▼

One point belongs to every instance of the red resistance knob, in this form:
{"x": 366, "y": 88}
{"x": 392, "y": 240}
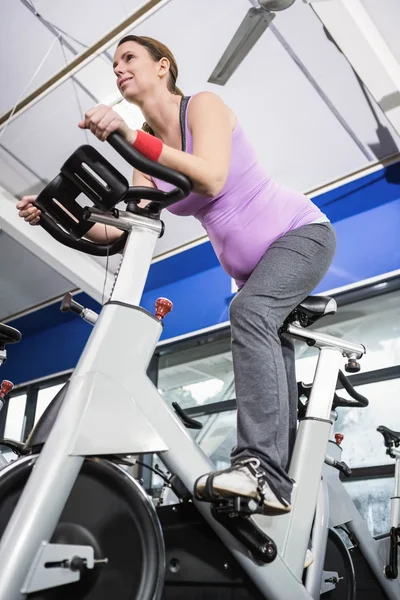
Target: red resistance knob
{"x": 163, "y": 307}
{"x": 339, "y": 437}
{"x": 6, "y": 387}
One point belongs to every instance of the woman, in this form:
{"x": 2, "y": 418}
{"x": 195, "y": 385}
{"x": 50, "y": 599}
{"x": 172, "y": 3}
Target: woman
{"x": 273, "y": 241}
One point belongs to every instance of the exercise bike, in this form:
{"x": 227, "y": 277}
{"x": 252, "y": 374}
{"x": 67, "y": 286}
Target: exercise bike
{"x": 8, "y": 335}
{"x": 75, "y": 524}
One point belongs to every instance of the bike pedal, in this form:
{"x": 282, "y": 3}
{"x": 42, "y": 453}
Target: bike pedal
{"x": 236, "y": 507}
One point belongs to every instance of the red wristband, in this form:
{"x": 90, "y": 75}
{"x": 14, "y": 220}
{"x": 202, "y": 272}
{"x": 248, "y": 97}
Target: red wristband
{"x": 148, "y": 145}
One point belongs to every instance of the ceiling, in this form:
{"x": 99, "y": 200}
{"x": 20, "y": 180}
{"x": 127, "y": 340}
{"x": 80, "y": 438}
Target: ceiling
{"x": 309, "y": 116}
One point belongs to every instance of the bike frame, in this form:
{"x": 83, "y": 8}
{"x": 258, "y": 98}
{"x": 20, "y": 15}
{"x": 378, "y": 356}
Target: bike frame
{"x": 111, "y": 407}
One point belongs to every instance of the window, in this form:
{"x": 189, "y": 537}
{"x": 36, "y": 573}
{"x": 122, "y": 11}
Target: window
{"x": 15, "y": 421}
{"x": 197, "y": 377}
{"x": 44, "y": 397}
{"x": 199, "y": 373}
{"x": 372, "y": 499}
{"x": 362, "y": 445}
{"x": 374, "y": 322}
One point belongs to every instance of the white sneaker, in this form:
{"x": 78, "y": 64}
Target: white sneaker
{"x": 245, "y": 479}
{"x": 309, "y": 559}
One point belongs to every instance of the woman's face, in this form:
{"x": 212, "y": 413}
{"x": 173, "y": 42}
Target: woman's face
{"x": 136, "y": 70}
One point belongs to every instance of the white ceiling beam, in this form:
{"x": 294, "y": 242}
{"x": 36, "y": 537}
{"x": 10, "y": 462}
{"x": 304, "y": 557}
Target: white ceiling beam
{"x": 141, "y": 14}
{"x": 362, "y": 43}
{"x": 80, "y": 269}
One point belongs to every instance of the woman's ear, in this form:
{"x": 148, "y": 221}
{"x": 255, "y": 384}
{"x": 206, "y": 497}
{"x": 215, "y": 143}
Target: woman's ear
{"x": 163, "y": 66}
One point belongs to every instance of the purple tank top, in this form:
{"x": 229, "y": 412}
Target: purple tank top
{"x": 250, "y": 213}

▲

INSTRUCTIONS TO FOLLOW:
Print each line above exactly as it appears, excluding all images.

EXPECTED ANSWER:
One point belongs to every instance of the red resistance knob, in this form:
{"x": 366, "y": 88}
{"x": 392, "y": 240}
Target: red resistance knob
{"x": 163, "y": 307}
{"x": 339, "y": 437}
{"x": 6, "y": 387}
One point belongs to every instance of the woman, in this form:
{"x": 2, "y": 418}
{"x": 195, "y": 385}
{"x": 50, "y": 599}
{"x": 172, "y": 3}
Target: woman
{"x": 273, "y": 241}
One point belongs to every instance of the exercise bike, in this form:
{"x": 227, "y": 277}
{"x": 252, "y": 374}
{"x": 67, "y": 286}
Target: exercise bike
{"x": 8, "y": 335}
{"x": 75, "y": 524}
One point belongs to every instance of the bike pedal, in this form:
{"x": 282, "y": 3}
{"x": 42, "y": 453}
Target: bike pedal
{"x": 236, "y": 507}
One point belongs to every instance of the red wristband, in this form:
{"x": 90, "y": 75}
{"x": 14, "y": 220}
{"x": 202, "y": 272}
{"x": 248, "y": 97}
Target: red wristband
{"x": 148, "y": 145}
One point belongs to every instance of the ceiling, in this form:
{"x": 99, "y": 200}
{"x": 20, "y": 180}
{"x": 127, "y": 340}
{"x": 80, "y": 438}
Target: ceiling
{"x": 309, "y": 116}
One point belongs to every instance of the bike frame, in this form:
{"x": 83, "y": 8}
{"x": 258, "y": 98}
{"x": 20, "y": 15}
{"x": 378, "y": 356}
Target: bike frame
{"x": 111, "y": 407}
One point belongs to every instance of the window, in this form:
{"x": 189, "y": 537}
{"x": 36, "y": 573}
{"x": 122, "y": 11}
Target: window
{"x": 15, "y": 421}
{"x": 197, "y": 377}
{"x": 44, "y": 397}
{"x": 199, "y": 373}
{"x": 372, "y": 499}
{"x": 362, "y": 445}
{"x": 374, "y": 322}
One point belongs to every instance of the white sneaker, in this form:
{"x": 78, "y": 64}
Target: white sneaker
{"x": 245, "y": 479}
{"x": 309, "y": 559}
One point belongs to every instance of the woman's face, in this form:
{"x": 212, "y": 413}
{"x": 173, "y": 42}
Target: woman's face
{"x": 136, "y": 70}
One point belongs to every instance of the white ceiling beam, in this form:
{"x": 294, "y": 242}
{"x": 36, "y": 537}
{"x": 10, "y": 462}
{"x": 304, "y": 557}
Target: white ceiling beam
{"x": 141, "y": 14}
{"x": 362, "y": 43}
{"x": 80, "y": 269}
One point belongs to every instance of the woman's ear, in this form:
{"x": 148, "y": 221}
{"x": 255, "y": 384}
{"x": 206, "y": 497}
{"x": 215, "y": 143}
Target: woman's ear
{"x": 163, "y": 66}
One point belongs to every instance of the purple tank top, in this form:
{"x": 229, "y": 412}
Target: purple tank top
{"x": 250, "y": 213}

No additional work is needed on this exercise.